═════ Task data
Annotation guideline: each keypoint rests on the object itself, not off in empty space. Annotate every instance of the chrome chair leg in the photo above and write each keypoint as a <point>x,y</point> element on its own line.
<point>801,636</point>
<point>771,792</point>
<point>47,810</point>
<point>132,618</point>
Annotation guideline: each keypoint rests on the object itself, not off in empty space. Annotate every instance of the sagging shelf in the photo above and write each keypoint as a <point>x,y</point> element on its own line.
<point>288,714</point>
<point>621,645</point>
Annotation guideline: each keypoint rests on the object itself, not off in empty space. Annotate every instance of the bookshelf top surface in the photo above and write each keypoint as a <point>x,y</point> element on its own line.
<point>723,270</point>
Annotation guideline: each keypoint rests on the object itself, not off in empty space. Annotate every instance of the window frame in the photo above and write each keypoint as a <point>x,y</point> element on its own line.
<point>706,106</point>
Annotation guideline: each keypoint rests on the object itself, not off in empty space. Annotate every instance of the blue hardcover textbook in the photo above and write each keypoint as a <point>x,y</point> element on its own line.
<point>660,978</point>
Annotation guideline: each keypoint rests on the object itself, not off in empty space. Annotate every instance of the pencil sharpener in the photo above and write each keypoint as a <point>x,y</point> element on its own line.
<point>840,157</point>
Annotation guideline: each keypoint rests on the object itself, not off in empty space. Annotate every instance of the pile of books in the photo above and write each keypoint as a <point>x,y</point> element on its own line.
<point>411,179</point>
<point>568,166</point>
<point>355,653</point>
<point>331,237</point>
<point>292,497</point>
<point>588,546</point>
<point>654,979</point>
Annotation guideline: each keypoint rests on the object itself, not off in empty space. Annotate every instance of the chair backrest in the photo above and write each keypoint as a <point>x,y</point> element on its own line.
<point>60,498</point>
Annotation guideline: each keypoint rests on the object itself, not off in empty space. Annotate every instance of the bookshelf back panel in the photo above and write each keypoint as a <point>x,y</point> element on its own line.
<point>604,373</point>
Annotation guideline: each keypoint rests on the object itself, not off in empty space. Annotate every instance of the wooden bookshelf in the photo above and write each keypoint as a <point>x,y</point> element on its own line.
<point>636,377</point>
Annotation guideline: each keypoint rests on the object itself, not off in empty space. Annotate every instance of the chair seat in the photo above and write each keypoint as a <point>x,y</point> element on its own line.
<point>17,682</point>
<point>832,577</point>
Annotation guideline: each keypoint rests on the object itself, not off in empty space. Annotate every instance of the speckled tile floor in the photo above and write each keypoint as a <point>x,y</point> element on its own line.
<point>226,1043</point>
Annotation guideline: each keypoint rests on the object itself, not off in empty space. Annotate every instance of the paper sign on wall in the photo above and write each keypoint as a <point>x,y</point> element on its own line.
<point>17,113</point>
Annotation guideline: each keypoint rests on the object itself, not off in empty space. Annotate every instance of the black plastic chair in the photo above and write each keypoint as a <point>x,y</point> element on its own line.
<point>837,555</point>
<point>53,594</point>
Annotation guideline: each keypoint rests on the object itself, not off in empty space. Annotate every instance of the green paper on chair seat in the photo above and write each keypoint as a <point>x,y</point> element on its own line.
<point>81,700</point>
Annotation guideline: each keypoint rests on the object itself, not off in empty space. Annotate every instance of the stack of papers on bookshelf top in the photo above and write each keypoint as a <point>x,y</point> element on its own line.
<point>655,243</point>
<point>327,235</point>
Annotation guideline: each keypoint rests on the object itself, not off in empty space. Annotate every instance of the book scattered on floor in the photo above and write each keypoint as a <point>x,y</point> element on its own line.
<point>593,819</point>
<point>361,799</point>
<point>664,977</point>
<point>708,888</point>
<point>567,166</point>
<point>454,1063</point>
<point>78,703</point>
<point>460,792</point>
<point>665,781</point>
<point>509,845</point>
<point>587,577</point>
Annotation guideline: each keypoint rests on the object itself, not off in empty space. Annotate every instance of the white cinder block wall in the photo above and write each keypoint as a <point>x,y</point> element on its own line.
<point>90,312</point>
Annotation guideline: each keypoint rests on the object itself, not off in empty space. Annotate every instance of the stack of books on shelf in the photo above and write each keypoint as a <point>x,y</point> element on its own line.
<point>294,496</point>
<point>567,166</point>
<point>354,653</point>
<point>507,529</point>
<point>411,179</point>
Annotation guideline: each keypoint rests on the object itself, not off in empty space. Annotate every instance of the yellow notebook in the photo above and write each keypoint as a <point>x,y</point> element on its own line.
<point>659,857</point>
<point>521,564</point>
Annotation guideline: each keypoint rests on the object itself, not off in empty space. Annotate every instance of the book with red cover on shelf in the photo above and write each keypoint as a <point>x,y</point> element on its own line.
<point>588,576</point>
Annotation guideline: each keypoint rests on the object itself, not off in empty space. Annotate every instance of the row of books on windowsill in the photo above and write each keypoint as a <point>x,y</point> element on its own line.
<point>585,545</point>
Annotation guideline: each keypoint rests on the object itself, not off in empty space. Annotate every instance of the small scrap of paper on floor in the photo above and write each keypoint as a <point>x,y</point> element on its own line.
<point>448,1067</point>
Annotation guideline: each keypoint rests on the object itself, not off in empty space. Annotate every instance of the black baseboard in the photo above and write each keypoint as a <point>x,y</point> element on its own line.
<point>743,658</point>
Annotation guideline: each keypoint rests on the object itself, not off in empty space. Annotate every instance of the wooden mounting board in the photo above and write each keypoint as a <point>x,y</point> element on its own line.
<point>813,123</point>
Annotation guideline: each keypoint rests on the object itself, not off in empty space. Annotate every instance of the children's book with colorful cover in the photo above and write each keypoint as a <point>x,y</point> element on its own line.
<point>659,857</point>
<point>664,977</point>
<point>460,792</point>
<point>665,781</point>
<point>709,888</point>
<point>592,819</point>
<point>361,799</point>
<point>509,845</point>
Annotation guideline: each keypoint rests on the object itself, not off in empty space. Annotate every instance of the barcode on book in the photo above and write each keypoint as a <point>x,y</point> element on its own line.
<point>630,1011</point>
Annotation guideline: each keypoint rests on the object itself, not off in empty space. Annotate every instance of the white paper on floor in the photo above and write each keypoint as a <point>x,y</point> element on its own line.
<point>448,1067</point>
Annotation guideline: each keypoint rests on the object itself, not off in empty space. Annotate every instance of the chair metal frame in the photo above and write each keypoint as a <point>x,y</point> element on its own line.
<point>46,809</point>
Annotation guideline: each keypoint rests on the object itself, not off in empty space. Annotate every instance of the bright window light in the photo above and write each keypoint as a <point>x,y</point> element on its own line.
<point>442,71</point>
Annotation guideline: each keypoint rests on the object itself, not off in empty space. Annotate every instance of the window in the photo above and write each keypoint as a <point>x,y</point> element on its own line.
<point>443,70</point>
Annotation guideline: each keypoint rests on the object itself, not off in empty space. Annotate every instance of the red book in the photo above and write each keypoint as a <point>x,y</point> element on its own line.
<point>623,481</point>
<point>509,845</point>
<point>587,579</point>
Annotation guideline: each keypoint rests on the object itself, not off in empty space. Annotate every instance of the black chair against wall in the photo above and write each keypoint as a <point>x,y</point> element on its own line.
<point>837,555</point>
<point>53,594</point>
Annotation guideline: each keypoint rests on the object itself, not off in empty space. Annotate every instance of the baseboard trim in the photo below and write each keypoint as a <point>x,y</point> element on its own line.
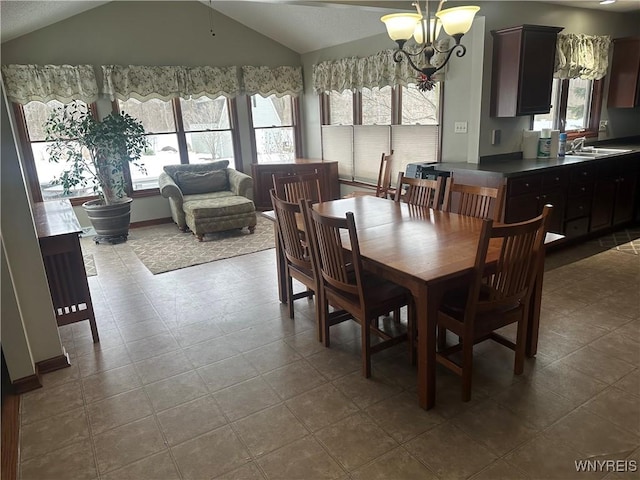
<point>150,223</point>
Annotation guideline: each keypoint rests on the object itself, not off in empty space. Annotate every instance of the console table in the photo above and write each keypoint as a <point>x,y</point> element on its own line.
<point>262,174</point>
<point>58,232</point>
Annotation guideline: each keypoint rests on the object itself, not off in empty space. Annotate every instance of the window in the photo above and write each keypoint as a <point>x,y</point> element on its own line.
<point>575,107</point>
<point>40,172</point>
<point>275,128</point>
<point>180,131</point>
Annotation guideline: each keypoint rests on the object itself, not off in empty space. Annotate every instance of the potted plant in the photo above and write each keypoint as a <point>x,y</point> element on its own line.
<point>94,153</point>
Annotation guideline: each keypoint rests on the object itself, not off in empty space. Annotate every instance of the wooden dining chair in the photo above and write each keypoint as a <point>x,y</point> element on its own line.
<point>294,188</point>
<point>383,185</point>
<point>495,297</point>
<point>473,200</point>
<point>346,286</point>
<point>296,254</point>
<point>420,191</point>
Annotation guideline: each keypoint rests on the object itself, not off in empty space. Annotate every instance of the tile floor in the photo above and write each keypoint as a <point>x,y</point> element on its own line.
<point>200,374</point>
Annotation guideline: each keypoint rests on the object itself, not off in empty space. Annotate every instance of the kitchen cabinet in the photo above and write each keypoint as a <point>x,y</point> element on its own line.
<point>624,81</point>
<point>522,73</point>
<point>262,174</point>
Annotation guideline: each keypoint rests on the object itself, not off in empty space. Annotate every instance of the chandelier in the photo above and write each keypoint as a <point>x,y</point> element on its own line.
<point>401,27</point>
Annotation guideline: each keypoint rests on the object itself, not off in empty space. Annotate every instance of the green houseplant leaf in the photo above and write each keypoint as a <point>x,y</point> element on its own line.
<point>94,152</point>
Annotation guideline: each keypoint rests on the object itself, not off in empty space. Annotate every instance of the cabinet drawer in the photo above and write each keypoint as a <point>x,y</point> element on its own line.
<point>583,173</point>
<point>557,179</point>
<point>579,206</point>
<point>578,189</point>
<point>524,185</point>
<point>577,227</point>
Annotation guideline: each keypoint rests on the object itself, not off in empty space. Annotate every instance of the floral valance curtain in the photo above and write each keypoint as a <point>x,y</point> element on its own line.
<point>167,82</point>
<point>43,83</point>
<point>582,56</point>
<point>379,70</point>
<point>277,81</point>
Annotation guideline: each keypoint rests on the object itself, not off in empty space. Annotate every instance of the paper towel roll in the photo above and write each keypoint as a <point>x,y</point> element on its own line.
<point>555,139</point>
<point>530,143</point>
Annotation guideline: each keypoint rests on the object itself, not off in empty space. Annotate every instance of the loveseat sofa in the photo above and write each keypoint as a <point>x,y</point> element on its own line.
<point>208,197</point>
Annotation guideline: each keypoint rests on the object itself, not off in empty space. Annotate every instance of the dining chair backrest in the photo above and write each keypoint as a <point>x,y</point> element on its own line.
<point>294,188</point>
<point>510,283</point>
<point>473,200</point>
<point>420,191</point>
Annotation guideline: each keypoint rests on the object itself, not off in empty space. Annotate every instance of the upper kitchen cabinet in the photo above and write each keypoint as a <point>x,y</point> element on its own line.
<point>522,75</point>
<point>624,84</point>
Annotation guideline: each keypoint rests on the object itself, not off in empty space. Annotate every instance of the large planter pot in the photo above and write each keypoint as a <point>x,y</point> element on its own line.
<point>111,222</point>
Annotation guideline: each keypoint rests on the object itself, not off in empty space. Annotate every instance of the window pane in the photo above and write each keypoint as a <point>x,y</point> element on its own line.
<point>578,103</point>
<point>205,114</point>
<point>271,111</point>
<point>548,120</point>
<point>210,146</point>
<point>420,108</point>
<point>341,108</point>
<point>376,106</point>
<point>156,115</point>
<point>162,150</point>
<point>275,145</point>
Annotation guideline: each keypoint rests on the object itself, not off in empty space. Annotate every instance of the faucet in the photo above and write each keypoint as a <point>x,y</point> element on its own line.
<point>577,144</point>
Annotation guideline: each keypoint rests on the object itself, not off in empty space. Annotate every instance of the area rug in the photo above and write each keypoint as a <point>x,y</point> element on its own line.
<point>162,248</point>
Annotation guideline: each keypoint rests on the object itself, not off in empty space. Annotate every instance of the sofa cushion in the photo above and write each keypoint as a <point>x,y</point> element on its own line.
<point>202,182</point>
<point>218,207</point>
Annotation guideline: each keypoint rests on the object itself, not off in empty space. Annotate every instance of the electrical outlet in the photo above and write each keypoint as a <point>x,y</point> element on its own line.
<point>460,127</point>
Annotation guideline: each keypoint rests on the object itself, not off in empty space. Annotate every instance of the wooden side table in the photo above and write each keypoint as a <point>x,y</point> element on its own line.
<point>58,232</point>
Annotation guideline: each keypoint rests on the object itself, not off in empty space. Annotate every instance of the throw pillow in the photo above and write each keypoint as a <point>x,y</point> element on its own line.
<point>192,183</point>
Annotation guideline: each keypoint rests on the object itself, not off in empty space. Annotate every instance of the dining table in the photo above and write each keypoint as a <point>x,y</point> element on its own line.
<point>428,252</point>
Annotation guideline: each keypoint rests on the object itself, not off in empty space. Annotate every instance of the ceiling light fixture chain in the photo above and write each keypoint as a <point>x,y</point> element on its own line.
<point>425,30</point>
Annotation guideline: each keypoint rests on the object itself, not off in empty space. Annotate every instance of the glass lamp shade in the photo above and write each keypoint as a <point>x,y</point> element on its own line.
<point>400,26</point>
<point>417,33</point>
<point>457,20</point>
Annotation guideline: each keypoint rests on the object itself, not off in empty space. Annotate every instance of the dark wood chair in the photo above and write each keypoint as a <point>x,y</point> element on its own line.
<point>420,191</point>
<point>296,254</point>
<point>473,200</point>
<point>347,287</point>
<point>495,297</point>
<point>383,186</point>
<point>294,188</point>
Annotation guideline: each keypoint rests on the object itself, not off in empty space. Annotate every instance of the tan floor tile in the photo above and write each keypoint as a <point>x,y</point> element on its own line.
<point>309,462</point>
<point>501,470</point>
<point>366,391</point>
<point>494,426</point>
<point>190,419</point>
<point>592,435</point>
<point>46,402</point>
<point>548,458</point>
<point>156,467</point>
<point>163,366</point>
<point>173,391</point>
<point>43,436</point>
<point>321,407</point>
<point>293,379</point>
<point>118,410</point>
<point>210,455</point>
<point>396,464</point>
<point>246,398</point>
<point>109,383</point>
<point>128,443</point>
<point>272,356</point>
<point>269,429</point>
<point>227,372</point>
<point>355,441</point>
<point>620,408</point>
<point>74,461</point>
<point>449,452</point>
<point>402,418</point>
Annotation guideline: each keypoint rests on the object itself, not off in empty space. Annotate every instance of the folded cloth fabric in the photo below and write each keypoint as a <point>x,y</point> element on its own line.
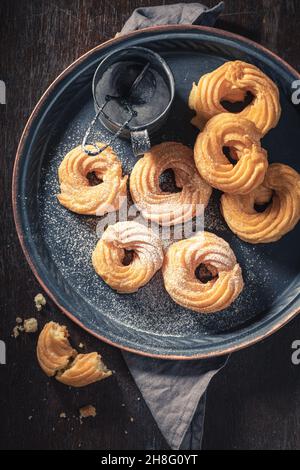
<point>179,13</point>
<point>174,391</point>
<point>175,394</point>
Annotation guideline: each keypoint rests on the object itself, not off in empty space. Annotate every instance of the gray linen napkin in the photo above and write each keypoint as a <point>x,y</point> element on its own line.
══════════
◆ **Exercise aim**
Please reproduce the lines exactly from the one containing "of the dark" through the last line of the data above, and keep the pictures out.

◆ **Result below**
Annotation guideline: each keypoint rests on the object itself, not off in empty space. Annotate every instance of the dark wood chair in the photo above and write each keypoint as a <point>x,y</point> element on its own line.
<point>420,191</point>
<point>296,254</point>
<point>473,200</point>
<point>347,287</point>
<point>495,297</point>
<point>383,186</point>
<point>294,188</point>
Annotation guideline: each keypoint rests on the object itself, not off in empty space. Annotate every instance of the tan floor tile in the photo above and write each keypoint as a <point>x,y</point> element on its own line.
<point>309,462</point>
<point>501,470</point>
<point>366,391</point>
<point>494,426</point>
<point>190,419</point>
<point>592,435</point>
<point>46,402</point>
<point>548,458</point>
<point>156,467</point>
<point>163,366</point>
<point>173,391</point>
<point>43,436</point>
<point>321,407</point>
<point>293,379</point>
<point>118,410</point>
<point>210,455</point>
<point>396,464</point>
<point>246,398</point>
<point>109,383</point>
<point>128,443</point>
<point>272,356</point>
<point>269,429</point>
<point>227,372</point>
<point>355,441</point>
<point>620,408</point>
<point>74,461</point>
<point>449,452</point>
<point>402,418</point>
Annotation guideline: each keypoint rests on the object itself, not off in empty space. Annotate every instance of the folded cloth fabric in the photo below and write each keypoint as a <point>x,y</point> element on its own line.
<point>179,13</point>
<point>174,391</point>
<point>175,394</point>
Annotation guideline: each keypoint rests on the object itself, not off in empty space. Annotate every instance of the gray linen napkin in the photo above and write each keypoint as a <point>x,y</point> element on its own line.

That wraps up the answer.